Le doute commençait à m’envahir. Cela fait plus de six minutes qu’Arjun, le chauffeur avait pris un chemin différent que celui que Google m’indiquait. Pourtant je ne disais rien. J’attendais de voir si nous allions dans une direction vraiment éloignée de ma destination ou si tout simplement, ce pauvre gentil homme empruntait un chemin plus rapide, pour éviter peut être les embouteillages.

Les minutes passaient et semblaient de plus en plus longues. Onze minutes déjà.

Onze longues minutes que nous allions vers le nord-est de la ville alors que ma destination se trouve plus à l’ouest. Je ne pouvais plus garder mon calme. L’effroi me tétanisait. Je ne savais plus quoi penser.
Où cet homme m’emmenait-il? Pourquoi avoir pris la direction opposée de celle qu’il devrait prendre? Quelles sont ces intentions? Que faire?

20h22

Mon inquiétude était tellement grande que j’en ai eu le vertige. Puis, mon bon sens a repris le contrôle sur mon affolement et j’ai décidé de confronter cet être et lui demander pourquoi nous allions dans la mauvaise direction.
Un interminable dégueuli de mots sortait de ma bouche. La panique faisait de moi une vraie machine à reproches. Je blâmais cet être qui m’avait inspiré confiance. Pire, je me blâmais moi même d’avoir cru en lui, d’avoir cru qu’il était différent. Je me sentais trahie, faible, impuissante et surtout en danger.

« Arrête tout de suite ce Moto Rickshaw! Tu es vraiment malhonnête!!!! Nous nous étions pourtant mis d’accord d’aller directement à l’auberge! Où m’emmènes-tu? Ceci n’est pas la route à prendre pour aller à « Vibhav Nagar »! Je descend tout de suite, et crois moi je ne te donnerais pas un Roupie! Je sais exactement ce que tu es entrain de faire! On me l’a déjà fait, alors arrête cette supercherie et emmène moi à l’auberge ou laisse moi descendre tout de suite!  »

Je braillais tel un âne en rut. Mon ton de voix accusateur, mes mains tremblantes et mon regard chargé de réprobation ont réussi à exacerber Arjun. J’avais brillamment mis en place une atmosphère pesante, altérée par un zèle d’anxiété, une absence totale de confiance et un excès de jugements hâtifs.
============================================================
- **Consigne**
Écrivez la suite du récit du trajet en Moto Rickshaw, en partant de sa dernière phrase. Les données ci-dessous proviennent d’une autre source que l’extrait.
============================================================
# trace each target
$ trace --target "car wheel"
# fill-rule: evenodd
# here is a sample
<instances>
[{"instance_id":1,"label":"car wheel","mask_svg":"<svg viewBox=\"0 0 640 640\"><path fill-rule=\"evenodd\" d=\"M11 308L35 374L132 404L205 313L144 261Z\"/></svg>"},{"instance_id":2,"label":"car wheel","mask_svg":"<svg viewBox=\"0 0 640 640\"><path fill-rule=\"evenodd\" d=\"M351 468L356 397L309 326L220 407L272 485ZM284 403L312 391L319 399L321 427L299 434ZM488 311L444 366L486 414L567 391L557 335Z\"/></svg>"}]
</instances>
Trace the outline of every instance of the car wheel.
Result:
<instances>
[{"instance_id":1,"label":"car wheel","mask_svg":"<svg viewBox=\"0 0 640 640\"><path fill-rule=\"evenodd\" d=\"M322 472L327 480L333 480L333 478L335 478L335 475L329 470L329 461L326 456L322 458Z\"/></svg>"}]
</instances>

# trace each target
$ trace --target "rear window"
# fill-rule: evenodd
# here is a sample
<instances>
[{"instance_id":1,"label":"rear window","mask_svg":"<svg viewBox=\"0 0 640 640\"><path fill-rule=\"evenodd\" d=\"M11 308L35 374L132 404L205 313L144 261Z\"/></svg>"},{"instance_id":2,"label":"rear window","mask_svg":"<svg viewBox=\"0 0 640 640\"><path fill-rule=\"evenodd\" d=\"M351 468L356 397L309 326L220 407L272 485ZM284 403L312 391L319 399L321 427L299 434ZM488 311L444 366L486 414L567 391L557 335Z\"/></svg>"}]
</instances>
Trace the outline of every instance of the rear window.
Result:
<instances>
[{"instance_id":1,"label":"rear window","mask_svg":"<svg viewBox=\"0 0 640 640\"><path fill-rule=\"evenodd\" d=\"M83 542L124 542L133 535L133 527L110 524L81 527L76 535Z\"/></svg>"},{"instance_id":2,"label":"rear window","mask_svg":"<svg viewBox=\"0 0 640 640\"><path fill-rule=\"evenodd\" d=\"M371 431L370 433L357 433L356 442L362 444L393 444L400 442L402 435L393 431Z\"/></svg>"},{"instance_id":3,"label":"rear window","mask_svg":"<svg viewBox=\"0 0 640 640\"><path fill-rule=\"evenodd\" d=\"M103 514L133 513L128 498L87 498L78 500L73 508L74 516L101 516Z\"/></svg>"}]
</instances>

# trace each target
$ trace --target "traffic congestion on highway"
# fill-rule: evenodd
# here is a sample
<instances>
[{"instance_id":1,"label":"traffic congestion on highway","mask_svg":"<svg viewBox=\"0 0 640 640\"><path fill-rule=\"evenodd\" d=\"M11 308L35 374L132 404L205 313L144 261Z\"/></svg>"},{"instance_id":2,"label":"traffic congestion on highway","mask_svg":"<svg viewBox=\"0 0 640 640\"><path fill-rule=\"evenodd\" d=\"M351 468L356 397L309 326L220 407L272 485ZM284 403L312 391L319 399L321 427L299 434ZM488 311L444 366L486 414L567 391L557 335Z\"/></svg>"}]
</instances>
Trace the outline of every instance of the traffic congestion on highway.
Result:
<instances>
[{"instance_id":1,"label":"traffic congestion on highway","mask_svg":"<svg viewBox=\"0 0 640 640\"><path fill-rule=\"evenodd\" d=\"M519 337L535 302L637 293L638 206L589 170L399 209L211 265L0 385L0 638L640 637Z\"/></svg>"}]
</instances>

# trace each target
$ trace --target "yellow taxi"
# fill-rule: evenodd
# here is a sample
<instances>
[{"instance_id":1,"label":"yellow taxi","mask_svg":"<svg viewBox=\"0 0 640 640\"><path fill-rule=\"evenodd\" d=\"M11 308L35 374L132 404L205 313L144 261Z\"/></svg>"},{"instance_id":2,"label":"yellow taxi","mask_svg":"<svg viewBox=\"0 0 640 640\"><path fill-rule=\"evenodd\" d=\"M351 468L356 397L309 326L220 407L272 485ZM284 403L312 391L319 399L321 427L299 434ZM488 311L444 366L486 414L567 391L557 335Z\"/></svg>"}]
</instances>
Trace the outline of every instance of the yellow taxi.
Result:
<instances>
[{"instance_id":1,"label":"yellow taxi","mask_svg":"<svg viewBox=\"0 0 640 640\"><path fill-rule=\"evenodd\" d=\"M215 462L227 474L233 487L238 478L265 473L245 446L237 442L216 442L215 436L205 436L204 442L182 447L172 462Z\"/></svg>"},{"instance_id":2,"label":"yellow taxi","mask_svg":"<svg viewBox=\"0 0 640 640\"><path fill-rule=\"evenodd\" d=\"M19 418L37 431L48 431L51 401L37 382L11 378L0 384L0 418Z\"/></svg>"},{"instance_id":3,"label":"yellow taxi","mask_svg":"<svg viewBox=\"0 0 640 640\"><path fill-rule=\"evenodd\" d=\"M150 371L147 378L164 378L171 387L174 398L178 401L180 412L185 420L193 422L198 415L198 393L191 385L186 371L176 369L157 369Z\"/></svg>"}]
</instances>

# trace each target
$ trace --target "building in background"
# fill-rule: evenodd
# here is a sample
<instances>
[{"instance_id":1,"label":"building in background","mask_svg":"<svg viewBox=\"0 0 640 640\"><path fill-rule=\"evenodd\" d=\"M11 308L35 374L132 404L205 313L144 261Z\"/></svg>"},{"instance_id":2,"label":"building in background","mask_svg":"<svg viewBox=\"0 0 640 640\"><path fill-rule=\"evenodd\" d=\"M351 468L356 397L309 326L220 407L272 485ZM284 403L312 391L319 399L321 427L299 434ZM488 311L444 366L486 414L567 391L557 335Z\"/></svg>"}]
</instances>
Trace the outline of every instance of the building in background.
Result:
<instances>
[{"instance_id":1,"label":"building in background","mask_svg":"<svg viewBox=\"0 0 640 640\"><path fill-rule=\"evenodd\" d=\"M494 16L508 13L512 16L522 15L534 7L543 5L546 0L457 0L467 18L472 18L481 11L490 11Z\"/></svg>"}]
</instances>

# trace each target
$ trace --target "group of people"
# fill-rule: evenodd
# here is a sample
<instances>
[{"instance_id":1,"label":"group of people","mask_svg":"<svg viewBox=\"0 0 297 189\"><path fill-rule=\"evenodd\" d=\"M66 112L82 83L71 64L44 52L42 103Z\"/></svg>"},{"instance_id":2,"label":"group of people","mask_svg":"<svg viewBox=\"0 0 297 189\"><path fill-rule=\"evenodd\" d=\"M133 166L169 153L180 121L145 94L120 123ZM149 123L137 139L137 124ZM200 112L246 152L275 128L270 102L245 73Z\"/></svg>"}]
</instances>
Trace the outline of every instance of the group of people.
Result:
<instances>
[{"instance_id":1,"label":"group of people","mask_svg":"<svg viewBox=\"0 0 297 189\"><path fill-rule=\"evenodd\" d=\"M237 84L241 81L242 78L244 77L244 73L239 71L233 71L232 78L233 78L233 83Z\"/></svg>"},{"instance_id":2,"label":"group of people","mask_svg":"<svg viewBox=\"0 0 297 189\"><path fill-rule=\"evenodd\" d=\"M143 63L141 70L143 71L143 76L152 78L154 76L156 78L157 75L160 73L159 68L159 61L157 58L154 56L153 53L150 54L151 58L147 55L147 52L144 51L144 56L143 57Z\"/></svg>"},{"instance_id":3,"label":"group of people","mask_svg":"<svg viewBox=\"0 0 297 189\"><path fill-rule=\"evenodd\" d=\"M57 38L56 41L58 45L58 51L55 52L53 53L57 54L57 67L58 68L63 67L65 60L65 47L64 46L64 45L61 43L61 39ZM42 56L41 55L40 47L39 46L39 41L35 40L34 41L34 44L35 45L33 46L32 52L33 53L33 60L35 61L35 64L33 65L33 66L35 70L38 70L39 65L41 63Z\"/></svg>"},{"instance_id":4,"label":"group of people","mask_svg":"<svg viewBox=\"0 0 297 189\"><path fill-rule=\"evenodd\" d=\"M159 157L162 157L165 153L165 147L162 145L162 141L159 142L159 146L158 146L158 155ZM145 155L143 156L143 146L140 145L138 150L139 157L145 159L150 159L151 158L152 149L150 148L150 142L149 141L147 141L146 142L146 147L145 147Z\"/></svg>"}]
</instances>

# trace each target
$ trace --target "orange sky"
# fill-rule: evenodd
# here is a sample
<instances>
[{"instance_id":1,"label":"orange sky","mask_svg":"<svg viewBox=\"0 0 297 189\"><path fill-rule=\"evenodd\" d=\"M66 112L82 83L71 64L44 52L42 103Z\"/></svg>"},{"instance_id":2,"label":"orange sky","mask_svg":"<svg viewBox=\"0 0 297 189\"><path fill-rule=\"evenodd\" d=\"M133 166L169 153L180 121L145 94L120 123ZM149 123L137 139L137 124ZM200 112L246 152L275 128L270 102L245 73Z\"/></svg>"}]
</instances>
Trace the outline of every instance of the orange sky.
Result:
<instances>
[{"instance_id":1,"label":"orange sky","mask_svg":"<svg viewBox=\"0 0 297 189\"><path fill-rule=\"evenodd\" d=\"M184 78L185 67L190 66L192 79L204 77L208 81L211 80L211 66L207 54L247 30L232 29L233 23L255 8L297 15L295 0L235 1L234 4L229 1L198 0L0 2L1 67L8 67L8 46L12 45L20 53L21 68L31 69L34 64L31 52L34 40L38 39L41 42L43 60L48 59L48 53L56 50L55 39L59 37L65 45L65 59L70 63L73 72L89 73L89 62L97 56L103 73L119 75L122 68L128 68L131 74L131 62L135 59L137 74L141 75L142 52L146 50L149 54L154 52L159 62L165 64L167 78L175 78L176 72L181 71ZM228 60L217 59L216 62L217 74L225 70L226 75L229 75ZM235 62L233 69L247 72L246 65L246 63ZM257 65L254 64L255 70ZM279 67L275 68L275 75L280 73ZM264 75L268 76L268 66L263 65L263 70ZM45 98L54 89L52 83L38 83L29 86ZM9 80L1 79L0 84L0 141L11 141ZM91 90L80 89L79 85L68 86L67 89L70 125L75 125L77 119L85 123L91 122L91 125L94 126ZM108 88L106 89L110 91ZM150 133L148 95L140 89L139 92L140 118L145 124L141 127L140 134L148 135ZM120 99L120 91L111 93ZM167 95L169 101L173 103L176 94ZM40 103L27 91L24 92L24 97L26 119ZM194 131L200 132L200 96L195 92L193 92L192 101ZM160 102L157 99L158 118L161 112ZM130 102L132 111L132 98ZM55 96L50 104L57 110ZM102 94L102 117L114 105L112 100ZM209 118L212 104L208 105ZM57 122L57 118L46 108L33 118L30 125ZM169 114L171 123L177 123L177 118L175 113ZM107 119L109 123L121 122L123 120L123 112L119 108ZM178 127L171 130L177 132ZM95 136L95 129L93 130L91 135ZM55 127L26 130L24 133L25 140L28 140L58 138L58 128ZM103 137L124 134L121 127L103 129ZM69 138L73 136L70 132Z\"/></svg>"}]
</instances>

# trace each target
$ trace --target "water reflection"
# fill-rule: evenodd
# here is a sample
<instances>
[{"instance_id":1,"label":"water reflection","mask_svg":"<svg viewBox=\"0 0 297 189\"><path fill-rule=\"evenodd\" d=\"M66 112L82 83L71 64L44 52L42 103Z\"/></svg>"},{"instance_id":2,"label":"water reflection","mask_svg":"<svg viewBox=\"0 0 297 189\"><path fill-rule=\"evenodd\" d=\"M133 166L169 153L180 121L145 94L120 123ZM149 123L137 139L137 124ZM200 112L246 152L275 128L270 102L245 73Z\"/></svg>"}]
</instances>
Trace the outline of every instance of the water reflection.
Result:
============================================================
- **Résultat de l’exercice**
20h23

Après s’être disputé pendant quelques minutes et avoir glorieusement adopté une position défensive l’un envers l’autre, nous continuons à rouler.

Quelques minutes plus tard, Arjun s’arrêta pour m’expliquer que nous arrivions à destination « Vibhav Nagar » le fameux quartier où mon auberge se trouve. Il s’était calmé et me parlait de façon polie et formelle. Il m’expliquait qu’il ne savait pas exactement où se trouvait mon auberge mais que nous étions déjà dans le quartier de « Vibhav Nagar ».
Pourtant, je sentais que quelque chose clochait. Mais comment cela était-il possible? Pourquoi mon GPS m’indiquait que j’étais à 8km de ma destination? Pourquoi je ne vois que des petites villas autour et rien d’autre? Où est l’auberge?

Il faisait noir; il n’y avait pas de lumière dans la petite rue où Arjun c’était arrêté. Ca ne pouvait pas être « Vibhav Nagar ». J’en étais convaincue au plus profond de moi même.

Mais pourquoi étais-je si sûre de quelque chose dont je n’avais aucune connaissance?

Je n’avais jamais visité Agra… Je ne connaissais rien de cette ville… Et pourtant j’étais persuadée que nous n’étions pas à « Vibhav Nagar »…

L’humain n’est il pas fascinant et intrigant par moments? J’ai préféré avoir confiance en une application(maps) plutôt qu’en un humain qui était en chair en os devant moi. Et j’étais loin de m’imaginer que je le regretterais amèrement.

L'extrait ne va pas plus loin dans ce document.